SHORT EXERCISE
Please return every one of the lines below unchanged, character for character.

ENTRIES SUPPLIED
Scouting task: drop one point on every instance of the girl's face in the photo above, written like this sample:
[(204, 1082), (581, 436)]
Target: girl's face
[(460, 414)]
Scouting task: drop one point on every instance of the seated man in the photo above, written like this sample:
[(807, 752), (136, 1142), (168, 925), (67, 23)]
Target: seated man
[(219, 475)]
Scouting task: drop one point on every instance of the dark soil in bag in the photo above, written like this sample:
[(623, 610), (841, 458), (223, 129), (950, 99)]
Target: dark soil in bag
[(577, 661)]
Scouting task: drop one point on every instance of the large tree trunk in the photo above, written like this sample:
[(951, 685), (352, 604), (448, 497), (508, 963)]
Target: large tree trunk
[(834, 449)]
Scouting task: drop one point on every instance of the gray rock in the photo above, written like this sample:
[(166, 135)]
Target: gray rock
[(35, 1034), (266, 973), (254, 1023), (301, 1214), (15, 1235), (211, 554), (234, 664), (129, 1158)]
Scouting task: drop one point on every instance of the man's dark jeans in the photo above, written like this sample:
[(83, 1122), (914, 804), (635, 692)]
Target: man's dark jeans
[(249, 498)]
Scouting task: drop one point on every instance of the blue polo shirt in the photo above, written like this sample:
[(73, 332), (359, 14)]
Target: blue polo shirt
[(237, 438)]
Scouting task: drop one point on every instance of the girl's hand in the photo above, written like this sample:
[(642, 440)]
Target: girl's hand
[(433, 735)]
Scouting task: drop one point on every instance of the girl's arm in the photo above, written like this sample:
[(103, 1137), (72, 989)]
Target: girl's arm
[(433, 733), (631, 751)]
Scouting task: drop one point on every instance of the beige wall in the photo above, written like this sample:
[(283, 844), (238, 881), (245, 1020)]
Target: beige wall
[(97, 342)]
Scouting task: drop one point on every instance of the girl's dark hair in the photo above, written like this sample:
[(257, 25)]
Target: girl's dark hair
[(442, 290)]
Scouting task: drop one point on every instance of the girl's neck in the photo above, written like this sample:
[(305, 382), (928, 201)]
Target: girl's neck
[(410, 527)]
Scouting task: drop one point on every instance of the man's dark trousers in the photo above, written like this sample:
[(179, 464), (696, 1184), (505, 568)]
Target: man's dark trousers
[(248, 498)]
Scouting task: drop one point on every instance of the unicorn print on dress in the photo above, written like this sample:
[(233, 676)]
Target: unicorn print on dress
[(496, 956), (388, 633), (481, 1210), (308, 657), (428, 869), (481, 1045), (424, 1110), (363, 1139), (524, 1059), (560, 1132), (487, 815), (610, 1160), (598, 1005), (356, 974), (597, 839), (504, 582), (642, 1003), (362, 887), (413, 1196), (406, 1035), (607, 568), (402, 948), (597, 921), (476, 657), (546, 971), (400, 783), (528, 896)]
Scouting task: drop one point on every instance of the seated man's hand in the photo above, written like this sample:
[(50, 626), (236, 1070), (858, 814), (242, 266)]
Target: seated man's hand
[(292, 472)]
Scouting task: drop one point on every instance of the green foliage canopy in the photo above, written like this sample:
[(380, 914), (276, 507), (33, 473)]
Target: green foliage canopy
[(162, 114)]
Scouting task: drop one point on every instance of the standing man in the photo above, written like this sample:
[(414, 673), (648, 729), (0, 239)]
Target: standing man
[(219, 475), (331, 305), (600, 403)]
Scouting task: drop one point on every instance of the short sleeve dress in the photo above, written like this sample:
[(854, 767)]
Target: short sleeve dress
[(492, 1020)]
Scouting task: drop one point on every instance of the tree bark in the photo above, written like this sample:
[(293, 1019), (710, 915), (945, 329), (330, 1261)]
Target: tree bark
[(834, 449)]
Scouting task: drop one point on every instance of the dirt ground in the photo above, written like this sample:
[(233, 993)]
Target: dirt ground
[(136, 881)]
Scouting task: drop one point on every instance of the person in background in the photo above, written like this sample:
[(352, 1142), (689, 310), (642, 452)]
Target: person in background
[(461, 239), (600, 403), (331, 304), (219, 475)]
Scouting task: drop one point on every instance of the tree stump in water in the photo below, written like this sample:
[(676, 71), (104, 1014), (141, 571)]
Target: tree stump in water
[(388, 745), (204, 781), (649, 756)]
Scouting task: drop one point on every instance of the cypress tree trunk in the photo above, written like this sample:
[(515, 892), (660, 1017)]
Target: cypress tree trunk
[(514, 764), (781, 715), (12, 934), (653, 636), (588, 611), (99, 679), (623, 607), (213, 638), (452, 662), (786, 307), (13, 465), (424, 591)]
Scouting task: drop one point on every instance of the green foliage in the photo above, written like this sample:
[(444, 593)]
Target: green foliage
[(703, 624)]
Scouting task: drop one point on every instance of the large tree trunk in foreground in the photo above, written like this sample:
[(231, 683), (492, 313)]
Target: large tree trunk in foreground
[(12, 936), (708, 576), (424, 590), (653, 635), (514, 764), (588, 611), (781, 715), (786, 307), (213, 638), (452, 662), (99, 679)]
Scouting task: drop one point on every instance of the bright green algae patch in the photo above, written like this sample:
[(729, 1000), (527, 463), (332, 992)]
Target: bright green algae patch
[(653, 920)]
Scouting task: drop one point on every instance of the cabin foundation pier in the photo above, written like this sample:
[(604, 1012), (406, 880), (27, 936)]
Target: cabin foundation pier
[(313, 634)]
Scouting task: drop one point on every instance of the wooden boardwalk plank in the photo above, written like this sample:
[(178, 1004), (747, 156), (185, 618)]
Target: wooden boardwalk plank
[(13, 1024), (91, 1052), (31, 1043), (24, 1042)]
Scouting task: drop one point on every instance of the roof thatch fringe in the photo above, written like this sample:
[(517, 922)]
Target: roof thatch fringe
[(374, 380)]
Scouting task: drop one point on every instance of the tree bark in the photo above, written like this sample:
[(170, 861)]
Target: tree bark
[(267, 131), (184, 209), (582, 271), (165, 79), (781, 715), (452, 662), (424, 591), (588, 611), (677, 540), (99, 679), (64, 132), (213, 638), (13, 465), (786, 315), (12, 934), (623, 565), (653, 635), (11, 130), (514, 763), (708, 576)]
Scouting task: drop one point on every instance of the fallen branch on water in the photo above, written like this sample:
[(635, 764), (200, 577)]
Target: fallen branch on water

EXERCISE RESPONSE
Scouting task: drop one point on every instance of the girl's face in the photo above, written like this sample:
[(204, 1082), (581, 436)]
Target: girl's face
[(460, 414)]
Scouting task: drop one point on every instance of the seated man in the photo above, written like this sample:
[(807, 752), (136, 1142), (168, 925), (67, 23)]
Target: seated man
[(219, 475)]
Scouting task: drop one point on every instance of the dark soil in bag in the photo above, written like this sample:
[(623, 610), (841, 458), (223, 129), (950, 99)]
Target: dark soil in bag
[(577, 661)]
Scouting task: drop one point on every instance of the large tree trunk in the photo above, written like this sample:
[(951, 685), (352, 604), (448, 497), (508, 963)]
Target: large tree trunk
[(834, 449)]
Scouting task: drop one point on every instance of the gray rock in the photo above, written like this sample:
[(166, 135)]
Target: gray rock
[(35, 1034), (266, 973), (254, 1023), (301, 1214), (15, 1235), (211, 554), (234, 664), (129, 1158)]
Scouting task: drop one point on every instance of the man's dark jeans in the photo above, written like this sample:
[(83, 1122), (914, 804), (635, 692)]
Target: man's dark jeans
[(249, 498)]
Scouting task: drop one point on every instance of the blue polo shirt in the photo above, written like this sample:
[(73, 332), (359, 14)]
Target: blue polo shirt
[(237, 438)]
Scouting task: drop one point on every instance of the girl's hand in the photo above, written like this sample:
[(642, 440)]
Target: girl's hand
[(433, 735)]
Scouting task: drop one point on every instance of the girl's arm in the photo above, written like this sample:
[(103, 1137), (72, 989)]
Target: girl's arm
[(433, 733), (631, 751)]
Scouting task: drop one point on every instance of the beige wall in the photo above, written like this sample:
[(283, 844), (238, 881), (245, 1020)]
Target: beige wall
[(97, 342)]
Scouting task: drop one point on every instance of the girl's dark hair in the photo above, written like this sample:
[(257, 25)]
Target: girl's dark hair
[(442, 290)]
Scouting task: drop one point on every instance of the girl's neck in the photo above, written like this sample:
[(305, 382), (928, 201)]
Target: girl's neck
[(410, 527)]
Scouting task: drop one point on every instance of the man's dark trousers in the photo above, written like this sample:
[(179, 464), (696, 1184), (505, 568)]
Target: man's dark trousers
[(248, 498)]
Scouting task: drop one point on every instance of the unicorn print on dress in the photo above, written like this sample:
[(233, 676)]
Target: unicorn print on dress
[(496, 956), (388, 633), (481, 1210), (308, 657), (428, 869), (481, 1045), (424, 1110), (363, 1139), (524, 1059), (560, 1132), (487, 815), (610, 1160), (598, 1005), (356, 974), (597, 839), (504, 582), (642, 1003), (362, 887), (413, 1196), (406, 1035), (607, 568), (402, 948), (597, 921), (476, 657), (546, 971), (400, 783), (528, 896)]
Scouting task: drop one point on every instance of the seated man's hand in the photo above, written like this sample:
[(50, 626), (236, 1070), (858, 814), (242, 266)]
Target: seated man's hand
[(292, 472)]
Scouting task: drop one point on every instance of the green foliage canopy in the photo above, written like this sample:
[(380, 914), (276, 507), (33, 473)]
Target: green foliage canopy
[(162, 114)]
Scouting task: drop one point on every instance of the standing man in the photo above, written like this sample:
[(414, 673), (648, 729), (0, 239)]
Target: standing man
[(219, 475), (331, 305), (600, 403)]
Scouting task: drop one point on every instance of the short sleeve dress in the photo above, written like this sample:
[(854, 767)]
Target: short sleeve dress
[(492, 1020)]
Scouting task: drop one point on every instance of the tree bark in the photo above, written like this sample:
[(293, 1019), (710, 915), (945, 329), (330, 1261)]
Target: tree bark
[(834, 449)]
Scouting task: drop one point on every instance of the dirt ground in the photo above, written like this sample:
[(233, 993)]
Target: dirt ground
[(136, 881)]
Scouting task: drop one point on every instance of the person in background in the photo above, written like this sample:
[(352, 1142), (689, 310), (642, 452)]
Target: person in background
[(461, 239), (600, 403), (331, 304), (219, 475)]
Scouting task: drop one point on every instance of the tree stump in water in the photo below, written like this sample:
[(676, 71), (104, 1014), (141, 571)]
Target: tree stump in water
[(388, 745), (204, 781), (649, 756)]
Scouting task: drop one point on every instance of the cypress tree trunk in the photo above, written like this sample:
[(515, 892), (660, 1017)]
Target: cypress tree trunk
[(514, 764), (781, 715), (12, 934), (653, 636), (588, 611), (99, 679), (623, 607), (213, 638), (452, 662), (786, 307), (13, 465), (424, 591)]
Scouting task: drop one point on every instance of the green foliage in the photo above, written like this sample:
[(444, 593)]
Target: green foliage
[(703, 624)]
Scouting task: drop one point on every instance of the large tree trunk in foreground in the photo above, written like this sample:
[(231, 683), (492, 313)]
Target: large tree trunk in foreground
[(12, 936), (708, 576), (424, 590), (653, 635), (514, 764), (588, 611), (781, 715), (786, 307), (213, 638), (452, 662), (99, 679)]
Scouting task: drop one point on every instance of the bright green algae patch in the photo above, written like this sample:
[(729, 1000), (527, 463), (332, 992)]
Target: bright green algae patch
[(653, 920)]
Scouting task: drop one point on every instance of the cabin foundation pier in the photo above, written like this sample:
[(604, 1012), (406, 880), (27, 936)]
Target: cabin foundation pier
[(313, 634)]
Scouting task: drop one point on every instance of the wooden boardwalk plank in the photo above, written like this sample:
[(178, 1004), (747, 156), (185, 618)]
Target: wooden boardwalk plank
[(13, 1024), (91, 1052), (31, 1043), (24, 1042)]
Scouting task: drop one point on every instance of the roof thatch fringe in the photo above, written like this sample:
[(517, 922)]
Target: roof thatch fringe
[(374, 380)]
Scouting task: drop one point on every instance of the tree bark in the photo above, written like this sample:
[(170, 861)]
Target: tree bark
[(267, 131), (184, 209), (582, 271), (165, 79), (781, 715), (452, 662), (424, 591), (588, 611), (677, 540), (99, 679), (64, 132), (213, 638), (13, 465), (786, 315), (12, 934), (623, 565), (653, 635), (11, 130), (514, 763), (708, 576)]
Scouting task: drop one point on every instance of the fallen branch on water in the photo above, written like this sample:
[(635, 764), (200, 577)]
Target: fallen branch on water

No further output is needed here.